INPUT FOR THIS TASK:
— begin —

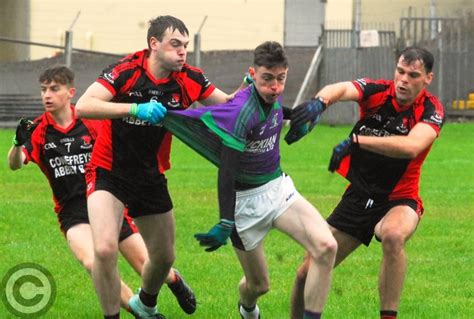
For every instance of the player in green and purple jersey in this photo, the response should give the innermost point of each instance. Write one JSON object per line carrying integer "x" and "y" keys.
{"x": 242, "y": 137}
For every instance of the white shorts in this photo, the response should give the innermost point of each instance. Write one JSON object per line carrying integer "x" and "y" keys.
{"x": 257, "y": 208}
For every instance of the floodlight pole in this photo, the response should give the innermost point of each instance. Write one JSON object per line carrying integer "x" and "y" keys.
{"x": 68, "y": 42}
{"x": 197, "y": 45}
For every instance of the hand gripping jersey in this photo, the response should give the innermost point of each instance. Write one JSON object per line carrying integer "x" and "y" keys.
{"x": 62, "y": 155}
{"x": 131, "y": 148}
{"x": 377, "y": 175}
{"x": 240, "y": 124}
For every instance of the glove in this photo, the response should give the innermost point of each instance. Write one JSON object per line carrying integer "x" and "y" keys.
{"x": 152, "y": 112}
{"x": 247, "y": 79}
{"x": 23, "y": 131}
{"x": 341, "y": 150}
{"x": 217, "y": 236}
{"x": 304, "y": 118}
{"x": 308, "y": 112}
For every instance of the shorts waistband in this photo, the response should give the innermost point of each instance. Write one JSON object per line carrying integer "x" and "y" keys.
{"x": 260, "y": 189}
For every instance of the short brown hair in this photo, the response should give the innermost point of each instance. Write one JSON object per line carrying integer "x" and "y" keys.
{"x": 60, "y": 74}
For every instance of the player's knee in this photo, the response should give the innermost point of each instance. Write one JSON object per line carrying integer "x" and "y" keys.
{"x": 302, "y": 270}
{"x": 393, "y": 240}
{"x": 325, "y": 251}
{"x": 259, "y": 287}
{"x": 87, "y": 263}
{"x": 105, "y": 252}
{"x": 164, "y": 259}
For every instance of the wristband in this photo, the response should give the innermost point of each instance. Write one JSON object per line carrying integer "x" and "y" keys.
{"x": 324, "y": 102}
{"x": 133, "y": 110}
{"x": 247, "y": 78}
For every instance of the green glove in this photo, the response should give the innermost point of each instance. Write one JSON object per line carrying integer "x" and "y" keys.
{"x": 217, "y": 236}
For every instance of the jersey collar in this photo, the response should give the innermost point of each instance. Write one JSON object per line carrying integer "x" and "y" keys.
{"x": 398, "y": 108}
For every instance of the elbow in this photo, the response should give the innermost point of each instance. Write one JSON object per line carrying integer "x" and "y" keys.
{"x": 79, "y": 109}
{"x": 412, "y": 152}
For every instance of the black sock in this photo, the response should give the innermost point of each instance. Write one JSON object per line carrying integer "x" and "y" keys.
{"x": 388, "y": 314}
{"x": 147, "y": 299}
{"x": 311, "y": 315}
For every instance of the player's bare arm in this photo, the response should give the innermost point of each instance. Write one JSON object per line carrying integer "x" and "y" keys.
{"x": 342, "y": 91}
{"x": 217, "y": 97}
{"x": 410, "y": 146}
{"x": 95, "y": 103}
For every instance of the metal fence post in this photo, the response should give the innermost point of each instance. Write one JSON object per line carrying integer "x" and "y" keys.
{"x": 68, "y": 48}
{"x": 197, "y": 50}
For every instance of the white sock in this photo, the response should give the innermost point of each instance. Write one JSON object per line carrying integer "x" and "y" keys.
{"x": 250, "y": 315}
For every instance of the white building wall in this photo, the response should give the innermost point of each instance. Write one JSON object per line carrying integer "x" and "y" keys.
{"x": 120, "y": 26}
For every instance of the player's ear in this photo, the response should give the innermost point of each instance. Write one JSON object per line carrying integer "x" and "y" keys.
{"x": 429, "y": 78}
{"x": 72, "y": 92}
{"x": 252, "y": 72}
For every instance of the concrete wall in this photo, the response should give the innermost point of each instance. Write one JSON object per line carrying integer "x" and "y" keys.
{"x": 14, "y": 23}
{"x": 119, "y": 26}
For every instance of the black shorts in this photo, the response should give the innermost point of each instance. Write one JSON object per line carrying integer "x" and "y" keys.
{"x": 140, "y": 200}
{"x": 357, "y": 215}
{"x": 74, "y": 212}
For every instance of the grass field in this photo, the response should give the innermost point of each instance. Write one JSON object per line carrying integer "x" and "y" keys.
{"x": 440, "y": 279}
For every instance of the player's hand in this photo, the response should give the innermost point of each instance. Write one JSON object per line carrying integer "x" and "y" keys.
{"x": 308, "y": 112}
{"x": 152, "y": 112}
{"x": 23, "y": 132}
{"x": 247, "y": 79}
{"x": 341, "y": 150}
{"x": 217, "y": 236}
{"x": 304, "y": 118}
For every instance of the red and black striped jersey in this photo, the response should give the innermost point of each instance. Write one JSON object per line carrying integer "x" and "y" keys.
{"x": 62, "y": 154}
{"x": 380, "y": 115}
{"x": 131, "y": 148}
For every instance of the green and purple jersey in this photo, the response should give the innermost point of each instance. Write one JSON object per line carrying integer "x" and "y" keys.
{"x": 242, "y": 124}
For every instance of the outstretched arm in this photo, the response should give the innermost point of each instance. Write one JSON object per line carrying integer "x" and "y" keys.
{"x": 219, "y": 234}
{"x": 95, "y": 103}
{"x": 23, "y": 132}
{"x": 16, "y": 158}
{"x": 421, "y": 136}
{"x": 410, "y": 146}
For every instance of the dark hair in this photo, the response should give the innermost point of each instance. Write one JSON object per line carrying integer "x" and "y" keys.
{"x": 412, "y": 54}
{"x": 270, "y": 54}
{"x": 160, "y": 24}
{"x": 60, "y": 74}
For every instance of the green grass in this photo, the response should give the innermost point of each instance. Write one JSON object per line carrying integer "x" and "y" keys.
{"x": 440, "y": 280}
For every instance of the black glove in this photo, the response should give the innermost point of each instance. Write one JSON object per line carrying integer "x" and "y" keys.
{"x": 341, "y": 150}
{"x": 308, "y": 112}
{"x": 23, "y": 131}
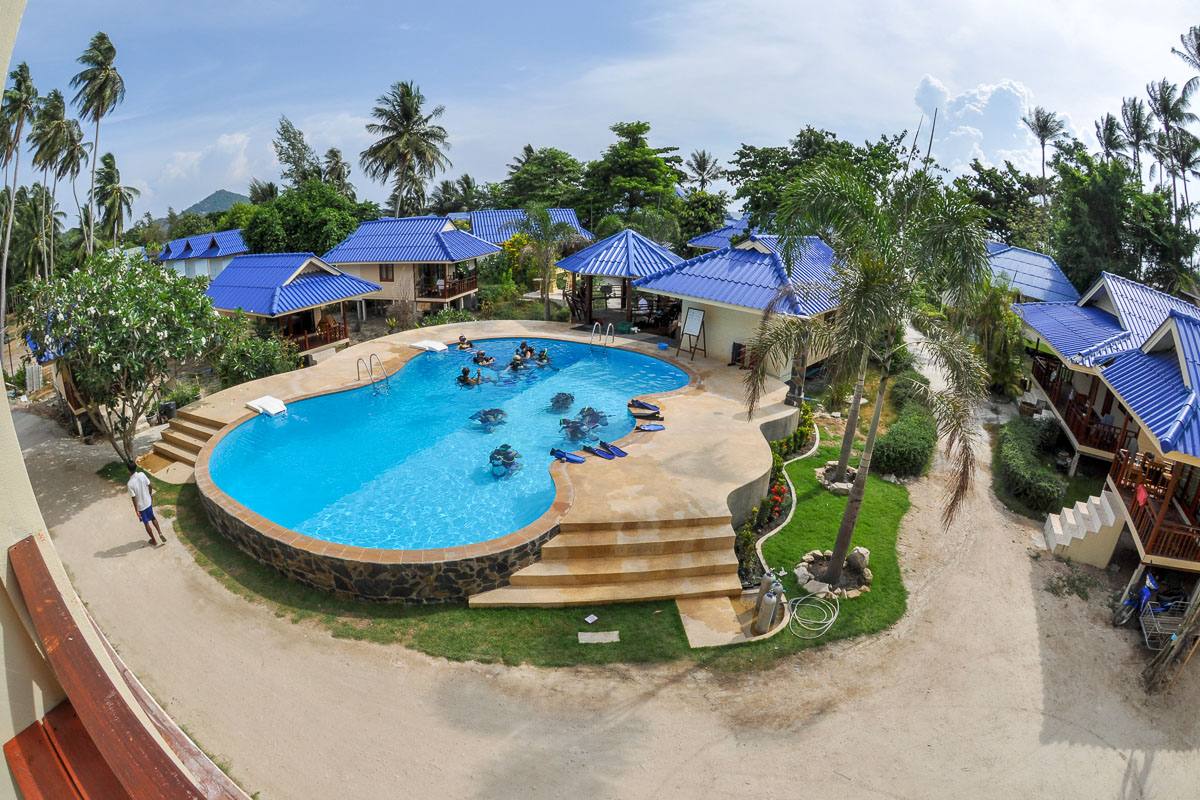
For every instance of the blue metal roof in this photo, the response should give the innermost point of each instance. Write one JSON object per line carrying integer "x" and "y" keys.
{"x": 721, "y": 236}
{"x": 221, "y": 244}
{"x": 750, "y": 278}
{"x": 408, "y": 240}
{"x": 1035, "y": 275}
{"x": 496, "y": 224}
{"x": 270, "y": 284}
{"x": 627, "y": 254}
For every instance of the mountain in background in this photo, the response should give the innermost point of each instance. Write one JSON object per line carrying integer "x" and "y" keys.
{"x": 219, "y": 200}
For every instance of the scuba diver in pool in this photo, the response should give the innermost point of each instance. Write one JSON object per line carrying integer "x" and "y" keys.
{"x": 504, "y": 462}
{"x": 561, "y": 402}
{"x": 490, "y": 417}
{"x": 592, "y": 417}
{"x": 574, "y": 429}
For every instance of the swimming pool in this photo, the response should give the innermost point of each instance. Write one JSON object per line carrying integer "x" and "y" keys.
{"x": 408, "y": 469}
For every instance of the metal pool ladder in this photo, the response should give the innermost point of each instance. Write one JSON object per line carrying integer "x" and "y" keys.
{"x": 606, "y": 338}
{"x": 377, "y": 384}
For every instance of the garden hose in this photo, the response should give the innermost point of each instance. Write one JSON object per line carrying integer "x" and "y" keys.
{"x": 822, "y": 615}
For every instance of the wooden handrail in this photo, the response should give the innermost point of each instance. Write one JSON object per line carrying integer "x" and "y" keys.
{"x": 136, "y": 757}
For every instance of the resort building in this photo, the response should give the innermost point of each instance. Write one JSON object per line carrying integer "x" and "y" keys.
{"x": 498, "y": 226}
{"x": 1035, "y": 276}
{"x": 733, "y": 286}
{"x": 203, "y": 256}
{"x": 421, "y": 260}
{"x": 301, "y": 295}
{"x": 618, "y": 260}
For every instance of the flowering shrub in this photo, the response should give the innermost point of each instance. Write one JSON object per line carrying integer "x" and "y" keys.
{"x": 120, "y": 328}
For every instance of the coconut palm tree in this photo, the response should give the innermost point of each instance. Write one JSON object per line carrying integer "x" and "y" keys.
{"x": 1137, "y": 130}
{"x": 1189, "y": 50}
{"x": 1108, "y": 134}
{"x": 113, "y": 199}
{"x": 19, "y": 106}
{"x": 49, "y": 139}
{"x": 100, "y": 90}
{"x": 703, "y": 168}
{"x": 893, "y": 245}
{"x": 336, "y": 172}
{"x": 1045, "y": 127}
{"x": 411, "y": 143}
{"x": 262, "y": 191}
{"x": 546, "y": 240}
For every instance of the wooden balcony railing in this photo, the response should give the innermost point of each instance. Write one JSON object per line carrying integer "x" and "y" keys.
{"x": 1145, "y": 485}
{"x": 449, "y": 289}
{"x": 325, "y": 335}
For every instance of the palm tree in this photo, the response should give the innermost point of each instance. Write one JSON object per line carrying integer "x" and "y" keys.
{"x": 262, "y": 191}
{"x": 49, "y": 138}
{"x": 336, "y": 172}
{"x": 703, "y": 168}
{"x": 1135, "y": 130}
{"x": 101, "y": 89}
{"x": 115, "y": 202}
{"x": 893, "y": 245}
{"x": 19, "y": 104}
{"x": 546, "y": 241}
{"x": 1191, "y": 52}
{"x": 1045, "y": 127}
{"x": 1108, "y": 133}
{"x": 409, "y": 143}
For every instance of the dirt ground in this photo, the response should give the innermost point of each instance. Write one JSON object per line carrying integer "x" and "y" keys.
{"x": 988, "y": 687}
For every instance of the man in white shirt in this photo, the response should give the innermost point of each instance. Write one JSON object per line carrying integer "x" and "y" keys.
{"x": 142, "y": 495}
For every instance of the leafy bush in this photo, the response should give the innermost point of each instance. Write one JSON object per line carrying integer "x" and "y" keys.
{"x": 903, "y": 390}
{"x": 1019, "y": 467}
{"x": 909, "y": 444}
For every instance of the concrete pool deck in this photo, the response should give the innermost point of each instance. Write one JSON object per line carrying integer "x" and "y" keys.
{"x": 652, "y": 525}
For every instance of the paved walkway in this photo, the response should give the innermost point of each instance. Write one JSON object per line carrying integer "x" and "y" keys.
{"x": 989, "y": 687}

— end —

INSTRUCTIONS TO FOLLOW: Repeat exactly the lines from the one containing "For every instance of the leafy" through the last line of the records above, both included, and nothing else.

CORRECT OUTPUT:
For every instance of the leafy bush in this photo, the response should give the innermost point of each instance. Write one JSON object per line carrying integer "x" and "y" keys.
{"x": 903, "y": 390}
{"x": 1019, "y": 467}
{"x": 909, "y": 444}
For every instance of the concrete pool deck in this photo, the response should give the innermost point of each instance. Write one JSON object per line carrying integer "x" and "y" keys.
{"x": 652, "y": 525}
For every instance of the paved walkway in this photo, the response should give the innermost point of each instance. Write one JSON object per line carrying integer "x" and "y" keys.
{"x": 989, "y": 687}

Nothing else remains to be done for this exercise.